DOCUMENT EXTRACT →
━━━

Revision as of 13:48, 15 February 2015

(**) Pack consecutive duplicates of list elements into sublists.

If a list contains repeated elements they should be placed in separate sublists.

pack (x:xs) = let (first,rest) = span (==x) xs
               in (x:first) : pack rest
pack [] = []

This is implemented as group in Data.List.

A more verbose solution is

pack :: Eq a => [a] -> [[a]]
pack [] = []
pack (x:xs) = (x:first) : pack rest
         where
           getReps [] = ([], [])
           getReps (y:ys)
                   | y == x = let (f,r) = getReps ys in (y:f, r)
                   | otherwise = ([], (y:ys))

━━━

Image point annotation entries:
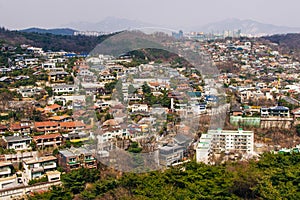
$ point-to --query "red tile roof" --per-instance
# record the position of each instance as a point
(47, 136)
(72, 124)
(52, 107)
(44, 124)
(16, 126)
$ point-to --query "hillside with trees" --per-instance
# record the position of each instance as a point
(274, 176)
(52, 42)
(288, 43)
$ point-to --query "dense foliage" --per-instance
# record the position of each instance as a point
(52, 42)
(275, 176)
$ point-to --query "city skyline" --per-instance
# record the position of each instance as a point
(174, 14)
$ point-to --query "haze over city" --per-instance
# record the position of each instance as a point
(168, 13)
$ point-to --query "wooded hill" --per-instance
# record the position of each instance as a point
(47, 41)
(275, 176)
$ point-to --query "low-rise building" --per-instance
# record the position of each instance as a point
(63, 89)
(46, 127)
(75, 158)
(17, 143)
(74, 126)
(48, 141)
(38, 167)
(8, 177)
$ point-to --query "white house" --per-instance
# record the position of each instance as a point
(7, 177)
(39, 167)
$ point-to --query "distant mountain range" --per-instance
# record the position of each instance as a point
(249, 27)
(56, 31)
(109, 24)
(113, 24)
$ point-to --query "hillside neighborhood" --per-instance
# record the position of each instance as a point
(61, 111)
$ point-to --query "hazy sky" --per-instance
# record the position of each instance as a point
(17, 14)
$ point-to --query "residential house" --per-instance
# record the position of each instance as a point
(3, 128)
(139, 108)
(46, 127)
(29, 91)
(22, 127)
(17, 143)
(48, 141)
(7, 176)
(171, 154)
(74, 126)
(204, 149)
(57, 76)
(277, 111)
(61, 118)
(40, 166)
(75, 158)
(63, 89)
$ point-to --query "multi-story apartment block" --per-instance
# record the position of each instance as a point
(217, 141)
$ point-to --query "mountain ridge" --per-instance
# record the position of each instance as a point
(247, 26)
(54, 31)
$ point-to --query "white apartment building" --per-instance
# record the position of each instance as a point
(217, 141)
(204, 149)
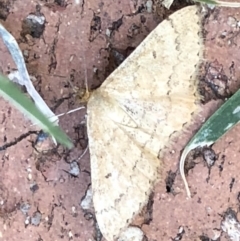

━━━

EXERCISE AIM → List every function name that appears in the Haskell list-packing text above.

RESPONSE TO THE EXERCISE → pack, span, group, getReps